A Jotamario, quien junto con Alfredo
Sánchez, publicó en "Esquirla" de
Cali, mi primer cuento. ¿Sería de
verdad un cuento?
Hace
unos buenos años, en la Caracas todavía bullanguera
de petróleo feliz y salsa fácil, viajé con
un grupo de amigos hasta las estribaciones de Galipán,
que es como se denomina la ladera norte del hermoso Monte Avila.
Galipán, con su geografía azotada directamente
por la sal y los reflejos del mar, es uno de esos sitios que
todavía se salvan del deterioro de la zona central de
Venezuela. Flores y plantas, pájaros y serpientes, hay
para escoger en esta montaña que frente al mar es un espejo
de contrastes.
Luego de caminar, explorar, mis amigos y yo nos sentamos a comer,
beber y hablar de algo en el patio frontal de una casa de campo
que pertenecía a uno del grupo. A cielo descubierto veíamos
irse la tarde. Uno de mis amigos, gran conversador, había
empezado, en esta luz descendiente, una historia que recordaba
de su niñez en Inglaterra. Por en medio de sus palabras
vimos desaparecer el sol cuello cortado en el mar a nuestros
pies, y en seguida implantarse esa noche que sólo es noche
en el trópico.

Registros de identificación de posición
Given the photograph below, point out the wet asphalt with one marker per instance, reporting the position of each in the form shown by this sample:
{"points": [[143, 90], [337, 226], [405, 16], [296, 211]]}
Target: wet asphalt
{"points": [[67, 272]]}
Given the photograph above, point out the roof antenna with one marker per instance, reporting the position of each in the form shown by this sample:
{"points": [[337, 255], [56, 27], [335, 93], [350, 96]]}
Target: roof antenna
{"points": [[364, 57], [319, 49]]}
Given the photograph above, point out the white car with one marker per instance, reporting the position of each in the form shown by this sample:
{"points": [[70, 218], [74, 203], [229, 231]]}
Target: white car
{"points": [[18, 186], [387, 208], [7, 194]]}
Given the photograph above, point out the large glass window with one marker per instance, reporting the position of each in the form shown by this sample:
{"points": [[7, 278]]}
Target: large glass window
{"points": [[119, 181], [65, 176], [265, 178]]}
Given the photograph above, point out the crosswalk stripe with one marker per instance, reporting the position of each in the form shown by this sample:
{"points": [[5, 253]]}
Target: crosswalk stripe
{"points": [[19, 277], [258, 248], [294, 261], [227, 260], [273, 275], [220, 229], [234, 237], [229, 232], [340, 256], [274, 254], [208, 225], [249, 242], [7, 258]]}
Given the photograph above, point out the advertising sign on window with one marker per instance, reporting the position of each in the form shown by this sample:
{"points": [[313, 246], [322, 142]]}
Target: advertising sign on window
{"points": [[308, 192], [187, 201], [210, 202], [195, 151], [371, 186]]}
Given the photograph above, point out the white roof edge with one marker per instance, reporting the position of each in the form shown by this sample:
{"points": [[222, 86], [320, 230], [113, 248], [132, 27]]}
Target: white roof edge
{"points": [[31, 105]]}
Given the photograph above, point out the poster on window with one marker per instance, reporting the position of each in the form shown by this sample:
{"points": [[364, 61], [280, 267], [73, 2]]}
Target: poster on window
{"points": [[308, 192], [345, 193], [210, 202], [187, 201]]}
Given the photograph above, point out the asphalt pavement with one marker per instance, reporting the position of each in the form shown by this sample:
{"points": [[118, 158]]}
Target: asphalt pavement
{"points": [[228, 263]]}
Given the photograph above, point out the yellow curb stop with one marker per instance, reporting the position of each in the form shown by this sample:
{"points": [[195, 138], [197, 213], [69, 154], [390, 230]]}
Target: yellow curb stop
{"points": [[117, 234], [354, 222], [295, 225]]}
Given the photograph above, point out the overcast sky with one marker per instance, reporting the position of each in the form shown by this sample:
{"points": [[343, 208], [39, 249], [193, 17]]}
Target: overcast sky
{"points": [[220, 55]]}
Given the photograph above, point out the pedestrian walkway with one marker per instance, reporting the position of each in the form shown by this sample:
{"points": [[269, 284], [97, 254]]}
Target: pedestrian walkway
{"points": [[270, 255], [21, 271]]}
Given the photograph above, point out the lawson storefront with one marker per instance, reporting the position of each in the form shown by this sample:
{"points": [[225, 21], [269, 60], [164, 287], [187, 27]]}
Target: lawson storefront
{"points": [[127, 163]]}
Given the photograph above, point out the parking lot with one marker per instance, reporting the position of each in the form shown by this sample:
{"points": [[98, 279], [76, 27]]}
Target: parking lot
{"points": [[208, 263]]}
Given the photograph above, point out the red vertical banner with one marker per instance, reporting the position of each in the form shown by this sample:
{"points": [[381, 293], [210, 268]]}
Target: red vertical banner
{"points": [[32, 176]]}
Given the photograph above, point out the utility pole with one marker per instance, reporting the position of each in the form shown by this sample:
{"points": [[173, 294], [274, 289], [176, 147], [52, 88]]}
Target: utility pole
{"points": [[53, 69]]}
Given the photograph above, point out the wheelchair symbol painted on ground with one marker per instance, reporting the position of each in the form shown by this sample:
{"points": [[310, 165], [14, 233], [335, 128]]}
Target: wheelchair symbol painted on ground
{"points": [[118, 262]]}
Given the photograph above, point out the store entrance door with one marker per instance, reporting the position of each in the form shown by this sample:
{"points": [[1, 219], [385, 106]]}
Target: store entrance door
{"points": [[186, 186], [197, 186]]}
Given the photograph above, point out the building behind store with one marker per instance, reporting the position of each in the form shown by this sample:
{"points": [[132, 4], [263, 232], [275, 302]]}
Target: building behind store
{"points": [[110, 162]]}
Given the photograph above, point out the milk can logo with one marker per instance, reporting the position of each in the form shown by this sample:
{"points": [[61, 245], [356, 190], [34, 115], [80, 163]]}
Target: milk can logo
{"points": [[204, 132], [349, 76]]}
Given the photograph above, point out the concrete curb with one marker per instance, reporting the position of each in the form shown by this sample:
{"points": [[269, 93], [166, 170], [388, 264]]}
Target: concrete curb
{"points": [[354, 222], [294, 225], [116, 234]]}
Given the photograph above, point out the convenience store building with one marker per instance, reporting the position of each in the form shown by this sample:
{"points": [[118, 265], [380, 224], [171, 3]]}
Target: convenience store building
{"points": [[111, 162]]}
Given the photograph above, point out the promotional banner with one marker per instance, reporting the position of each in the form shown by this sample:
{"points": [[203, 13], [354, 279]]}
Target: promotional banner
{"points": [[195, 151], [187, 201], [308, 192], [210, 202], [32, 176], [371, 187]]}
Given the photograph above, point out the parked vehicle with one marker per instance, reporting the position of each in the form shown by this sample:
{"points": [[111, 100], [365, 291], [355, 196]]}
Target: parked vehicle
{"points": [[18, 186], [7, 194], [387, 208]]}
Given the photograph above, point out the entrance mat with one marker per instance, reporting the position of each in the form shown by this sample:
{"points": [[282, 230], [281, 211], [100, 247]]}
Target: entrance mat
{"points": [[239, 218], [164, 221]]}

---

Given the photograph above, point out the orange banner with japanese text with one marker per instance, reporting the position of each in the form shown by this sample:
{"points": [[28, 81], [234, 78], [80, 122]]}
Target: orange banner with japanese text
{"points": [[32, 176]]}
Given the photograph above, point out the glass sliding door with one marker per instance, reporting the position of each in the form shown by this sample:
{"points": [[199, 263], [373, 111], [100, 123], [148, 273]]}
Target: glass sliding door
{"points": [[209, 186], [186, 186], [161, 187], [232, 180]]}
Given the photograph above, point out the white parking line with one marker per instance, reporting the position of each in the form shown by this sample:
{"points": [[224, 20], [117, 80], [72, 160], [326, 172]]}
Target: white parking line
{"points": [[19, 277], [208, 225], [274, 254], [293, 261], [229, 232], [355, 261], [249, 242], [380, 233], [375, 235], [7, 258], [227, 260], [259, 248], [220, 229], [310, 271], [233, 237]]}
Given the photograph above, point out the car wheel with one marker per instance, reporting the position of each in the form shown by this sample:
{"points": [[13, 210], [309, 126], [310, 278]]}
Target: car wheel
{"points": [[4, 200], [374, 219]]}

Requisitos del ejercicio →
Transcriba literalmente el pasaje del relato sobre Galipán que comienza con las palabras "Galipán, con su" y concluye con "de contrastes.". Responda basándose exclusivamente en el relato, sin recurrir a los datos.

Resultado →
Galipán, con su geografía azotada directamente
por la sal y los reflejos del mar, es uno de esos sitios que
todavía se salvan del deterioro de la zona central de
Venezuela. Flores y plantas, pájaros y serpientes, hay
para escoger en esta montaña que frente al mar es un espejo
de contrastes.